▸ **Description of the task**: Copy the lines word for word, beginning with the very first line and stopping after the line that contains "x=161 y=198".

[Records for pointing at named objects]
# # #

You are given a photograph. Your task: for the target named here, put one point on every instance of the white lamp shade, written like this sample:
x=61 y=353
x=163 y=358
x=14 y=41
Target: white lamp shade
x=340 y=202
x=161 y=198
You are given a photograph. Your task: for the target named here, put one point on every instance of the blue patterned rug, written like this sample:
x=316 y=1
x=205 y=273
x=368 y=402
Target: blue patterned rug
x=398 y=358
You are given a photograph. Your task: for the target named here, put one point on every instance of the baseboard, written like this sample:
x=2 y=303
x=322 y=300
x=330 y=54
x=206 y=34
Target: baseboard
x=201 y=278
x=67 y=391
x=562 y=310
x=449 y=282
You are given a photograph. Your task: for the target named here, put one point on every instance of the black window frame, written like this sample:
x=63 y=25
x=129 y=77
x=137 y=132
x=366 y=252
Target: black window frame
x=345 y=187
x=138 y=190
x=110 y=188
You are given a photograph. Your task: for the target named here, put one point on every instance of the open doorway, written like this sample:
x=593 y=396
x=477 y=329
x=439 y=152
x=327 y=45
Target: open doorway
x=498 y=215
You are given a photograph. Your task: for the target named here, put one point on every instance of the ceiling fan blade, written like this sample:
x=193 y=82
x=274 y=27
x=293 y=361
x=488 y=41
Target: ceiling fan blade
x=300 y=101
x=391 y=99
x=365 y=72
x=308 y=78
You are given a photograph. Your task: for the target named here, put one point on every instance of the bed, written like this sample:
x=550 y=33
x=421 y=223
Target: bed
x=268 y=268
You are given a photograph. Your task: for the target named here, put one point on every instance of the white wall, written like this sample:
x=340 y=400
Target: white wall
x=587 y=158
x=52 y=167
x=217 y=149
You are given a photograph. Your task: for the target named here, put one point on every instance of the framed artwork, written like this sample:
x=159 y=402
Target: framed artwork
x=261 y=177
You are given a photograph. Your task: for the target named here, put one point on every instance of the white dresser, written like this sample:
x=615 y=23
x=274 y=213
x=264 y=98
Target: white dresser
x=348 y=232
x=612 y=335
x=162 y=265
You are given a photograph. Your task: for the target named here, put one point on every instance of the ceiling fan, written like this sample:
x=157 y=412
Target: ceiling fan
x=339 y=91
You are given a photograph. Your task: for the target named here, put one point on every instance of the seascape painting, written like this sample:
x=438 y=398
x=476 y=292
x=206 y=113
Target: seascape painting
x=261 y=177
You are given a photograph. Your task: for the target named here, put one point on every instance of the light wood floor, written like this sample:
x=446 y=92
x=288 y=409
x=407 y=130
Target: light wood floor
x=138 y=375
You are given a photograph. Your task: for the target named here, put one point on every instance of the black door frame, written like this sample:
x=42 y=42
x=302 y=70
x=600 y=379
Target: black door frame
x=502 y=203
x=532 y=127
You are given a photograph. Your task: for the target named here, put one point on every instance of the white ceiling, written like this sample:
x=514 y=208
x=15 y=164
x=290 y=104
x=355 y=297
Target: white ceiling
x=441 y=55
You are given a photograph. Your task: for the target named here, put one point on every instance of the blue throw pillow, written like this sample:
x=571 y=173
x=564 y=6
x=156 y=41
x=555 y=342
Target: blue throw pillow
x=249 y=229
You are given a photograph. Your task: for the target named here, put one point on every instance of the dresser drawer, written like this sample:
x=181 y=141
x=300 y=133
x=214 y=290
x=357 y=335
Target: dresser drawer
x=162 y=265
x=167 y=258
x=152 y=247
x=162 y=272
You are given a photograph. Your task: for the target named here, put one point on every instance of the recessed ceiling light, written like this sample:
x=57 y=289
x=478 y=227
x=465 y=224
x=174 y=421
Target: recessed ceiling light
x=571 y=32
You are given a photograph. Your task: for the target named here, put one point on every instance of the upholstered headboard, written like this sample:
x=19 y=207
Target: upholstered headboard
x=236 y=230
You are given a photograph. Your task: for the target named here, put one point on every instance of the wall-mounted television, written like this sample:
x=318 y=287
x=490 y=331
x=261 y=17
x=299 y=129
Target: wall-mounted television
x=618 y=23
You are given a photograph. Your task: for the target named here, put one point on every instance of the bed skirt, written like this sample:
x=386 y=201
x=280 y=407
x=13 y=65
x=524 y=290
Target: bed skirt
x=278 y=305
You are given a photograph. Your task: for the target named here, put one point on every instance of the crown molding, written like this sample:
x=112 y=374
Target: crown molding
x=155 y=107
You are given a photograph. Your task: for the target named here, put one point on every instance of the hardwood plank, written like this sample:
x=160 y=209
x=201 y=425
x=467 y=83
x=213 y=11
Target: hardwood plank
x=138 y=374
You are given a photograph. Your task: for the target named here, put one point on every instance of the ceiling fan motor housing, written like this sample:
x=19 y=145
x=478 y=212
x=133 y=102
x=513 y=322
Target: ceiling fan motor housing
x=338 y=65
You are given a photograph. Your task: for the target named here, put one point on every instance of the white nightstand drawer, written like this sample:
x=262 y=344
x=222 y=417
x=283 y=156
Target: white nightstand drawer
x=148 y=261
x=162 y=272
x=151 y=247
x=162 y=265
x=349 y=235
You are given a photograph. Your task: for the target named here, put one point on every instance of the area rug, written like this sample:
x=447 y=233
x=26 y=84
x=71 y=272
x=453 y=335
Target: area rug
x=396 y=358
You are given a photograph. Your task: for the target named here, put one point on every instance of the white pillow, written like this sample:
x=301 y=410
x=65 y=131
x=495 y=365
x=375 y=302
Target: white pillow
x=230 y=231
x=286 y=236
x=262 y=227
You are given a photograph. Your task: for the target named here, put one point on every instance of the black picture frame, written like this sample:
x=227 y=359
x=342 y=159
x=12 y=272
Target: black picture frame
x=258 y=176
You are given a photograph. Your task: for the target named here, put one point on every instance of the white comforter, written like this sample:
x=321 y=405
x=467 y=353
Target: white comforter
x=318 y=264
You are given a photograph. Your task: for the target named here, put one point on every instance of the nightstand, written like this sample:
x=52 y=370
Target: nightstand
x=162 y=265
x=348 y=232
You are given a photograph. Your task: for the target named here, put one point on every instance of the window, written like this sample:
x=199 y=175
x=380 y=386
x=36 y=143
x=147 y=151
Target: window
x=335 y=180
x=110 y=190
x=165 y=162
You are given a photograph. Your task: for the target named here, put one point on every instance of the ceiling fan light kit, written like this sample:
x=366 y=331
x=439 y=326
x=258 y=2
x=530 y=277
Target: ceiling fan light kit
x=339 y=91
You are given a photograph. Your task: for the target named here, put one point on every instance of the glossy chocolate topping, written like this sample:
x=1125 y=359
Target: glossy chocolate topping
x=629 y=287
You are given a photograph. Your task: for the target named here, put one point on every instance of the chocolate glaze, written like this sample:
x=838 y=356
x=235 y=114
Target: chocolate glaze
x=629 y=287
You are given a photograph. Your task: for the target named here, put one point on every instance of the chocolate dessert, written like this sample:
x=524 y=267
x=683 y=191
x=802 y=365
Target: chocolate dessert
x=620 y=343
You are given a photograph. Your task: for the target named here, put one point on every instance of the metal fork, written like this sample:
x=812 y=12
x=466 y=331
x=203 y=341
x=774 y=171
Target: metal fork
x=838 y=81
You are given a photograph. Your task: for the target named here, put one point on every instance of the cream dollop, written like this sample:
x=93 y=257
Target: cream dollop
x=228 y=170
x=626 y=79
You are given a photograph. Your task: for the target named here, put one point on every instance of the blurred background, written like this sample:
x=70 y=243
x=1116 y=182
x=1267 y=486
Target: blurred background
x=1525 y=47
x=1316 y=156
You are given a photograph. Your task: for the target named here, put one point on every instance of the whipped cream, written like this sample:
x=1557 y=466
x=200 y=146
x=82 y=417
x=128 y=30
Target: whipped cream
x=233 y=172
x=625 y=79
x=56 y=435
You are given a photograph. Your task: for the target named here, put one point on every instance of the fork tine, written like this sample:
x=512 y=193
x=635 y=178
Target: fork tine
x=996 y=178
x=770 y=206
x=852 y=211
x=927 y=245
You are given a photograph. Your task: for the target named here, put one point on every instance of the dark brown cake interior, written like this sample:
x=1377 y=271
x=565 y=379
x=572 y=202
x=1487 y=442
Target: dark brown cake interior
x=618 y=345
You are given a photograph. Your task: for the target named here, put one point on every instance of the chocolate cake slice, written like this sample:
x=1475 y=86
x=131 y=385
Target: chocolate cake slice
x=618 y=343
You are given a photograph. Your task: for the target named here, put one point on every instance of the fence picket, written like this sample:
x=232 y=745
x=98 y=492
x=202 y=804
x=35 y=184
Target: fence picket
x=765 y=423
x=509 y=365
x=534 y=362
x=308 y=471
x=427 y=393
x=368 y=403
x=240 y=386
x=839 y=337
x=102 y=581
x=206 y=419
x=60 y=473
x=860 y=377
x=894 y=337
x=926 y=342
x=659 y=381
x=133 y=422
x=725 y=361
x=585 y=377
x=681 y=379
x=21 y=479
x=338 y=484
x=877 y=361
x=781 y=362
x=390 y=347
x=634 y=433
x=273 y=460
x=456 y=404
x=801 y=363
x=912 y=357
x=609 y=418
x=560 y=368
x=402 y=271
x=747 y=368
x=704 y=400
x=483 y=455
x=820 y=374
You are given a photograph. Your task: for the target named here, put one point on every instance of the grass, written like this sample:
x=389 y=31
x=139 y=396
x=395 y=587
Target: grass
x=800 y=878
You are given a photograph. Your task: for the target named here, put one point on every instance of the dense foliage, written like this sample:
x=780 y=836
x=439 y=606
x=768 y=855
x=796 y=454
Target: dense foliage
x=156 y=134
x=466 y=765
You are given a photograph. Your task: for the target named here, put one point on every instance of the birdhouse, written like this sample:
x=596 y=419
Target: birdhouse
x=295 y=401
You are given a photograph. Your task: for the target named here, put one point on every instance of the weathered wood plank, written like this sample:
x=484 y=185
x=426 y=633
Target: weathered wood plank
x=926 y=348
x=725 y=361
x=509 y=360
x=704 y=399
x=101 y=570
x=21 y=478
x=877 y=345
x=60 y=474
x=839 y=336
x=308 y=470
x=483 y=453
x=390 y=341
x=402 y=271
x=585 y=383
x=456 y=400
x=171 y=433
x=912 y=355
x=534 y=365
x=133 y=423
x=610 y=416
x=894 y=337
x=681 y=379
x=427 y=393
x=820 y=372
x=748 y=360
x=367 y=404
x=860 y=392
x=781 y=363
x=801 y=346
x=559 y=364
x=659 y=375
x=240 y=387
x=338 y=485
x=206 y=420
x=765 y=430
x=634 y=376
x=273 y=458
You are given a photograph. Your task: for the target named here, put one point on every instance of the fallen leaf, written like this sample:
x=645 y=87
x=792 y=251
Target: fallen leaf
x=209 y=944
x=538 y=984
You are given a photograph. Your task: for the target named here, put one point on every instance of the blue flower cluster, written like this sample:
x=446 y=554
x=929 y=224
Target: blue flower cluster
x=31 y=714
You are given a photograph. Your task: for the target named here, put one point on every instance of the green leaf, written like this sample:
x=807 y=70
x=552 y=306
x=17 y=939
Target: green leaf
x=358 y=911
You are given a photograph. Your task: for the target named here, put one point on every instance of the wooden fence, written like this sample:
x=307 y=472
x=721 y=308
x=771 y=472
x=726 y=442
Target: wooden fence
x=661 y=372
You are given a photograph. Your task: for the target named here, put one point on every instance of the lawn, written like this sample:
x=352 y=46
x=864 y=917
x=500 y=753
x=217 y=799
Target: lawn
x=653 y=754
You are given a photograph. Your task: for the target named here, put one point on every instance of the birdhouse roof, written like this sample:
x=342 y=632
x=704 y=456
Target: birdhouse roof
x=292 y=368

# # #

▸ **Solution to the problem**:
You are given a photograph. Your task: for the target named here, put one point on every instance of the white lamp shade, written like this sample:
x=61 y=353
x=163 y=358
x=14 y=41
Target: white lamp shade
x=340 y=202
x=161 y=198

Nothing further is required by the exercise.